■ **Texto proporcionado**
=-=-=-=-=
Aseguramos poseer peculiaridades fuera del alcance de cualquier otro humano no determinado por el azar de haber crecido al sur del Río Bravo y al noroeste del Usumacinta. Nos urge ser especiales, si no únicos. Y no nos conformamos, como hacen nuestros hermanos argentinos, con reclamar el patrimonio universal de las virtudes. 

Nos jactamos de ser los mejores anfitriones, los tipos más solidarios, corteses, ocurrentes y fiesteros; amén de tener la mejor comida del mundo y el segundo himno más bello de cuantos se entonan en el planeta. Pero también nos fascina colgarnos las medallas a los más impuntuales, desordenados, incumplidos, corruptos, despilfarradores y borrachos. 

Como si en Taiwán no fueran extremadamente amigables o en Arabia Saudita llegaran a sus citas más temprano o como si en Italia se comiera peor o la bandera de Australia no fuera también muy bonita. En realidad, para lo bueno y para lo malo tenemos 194 naciones que nos hacen competencia, bastantes más de las que nos topamos en la Copa del Mundo. Allá donde nunca somos los mejores, ni mucho menos los peores… sin importar cuánto anhelemos lo contrario.
=-=-=-=-=
■ **Registros almacenados**

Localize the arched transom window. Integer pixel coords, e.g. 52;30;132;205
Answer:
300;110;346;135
=-=-=-=-=
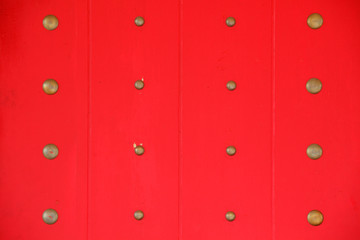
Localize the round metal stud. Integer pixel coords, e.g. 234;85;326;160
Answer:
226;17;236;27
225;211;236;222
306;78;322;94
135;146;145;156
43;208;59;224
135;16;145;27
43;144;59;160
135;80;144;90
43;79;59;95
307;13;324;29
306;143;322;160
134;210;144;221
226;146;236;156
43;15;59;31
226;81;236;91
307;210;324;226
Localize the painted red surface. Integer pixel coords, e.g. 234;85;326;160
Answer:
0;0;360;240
=-=-=-=-=
■ **Lo que se pide**
Responde a partir del texto proporcionado:
1. ¿Con qué se conforman los hermanos argentinos, según el texto?
2. ¿Qué lugar se atribuye al propio himno entre los que se entonan en el planeta?
3. ¿Cuántas naciones hacen competencia, para lo bueno y para lo malo?

■ **Respuesta**
1. Con reclamar el patrimonio universal de las virtudes.
2. El segundo más bello.
3. 194 naciones.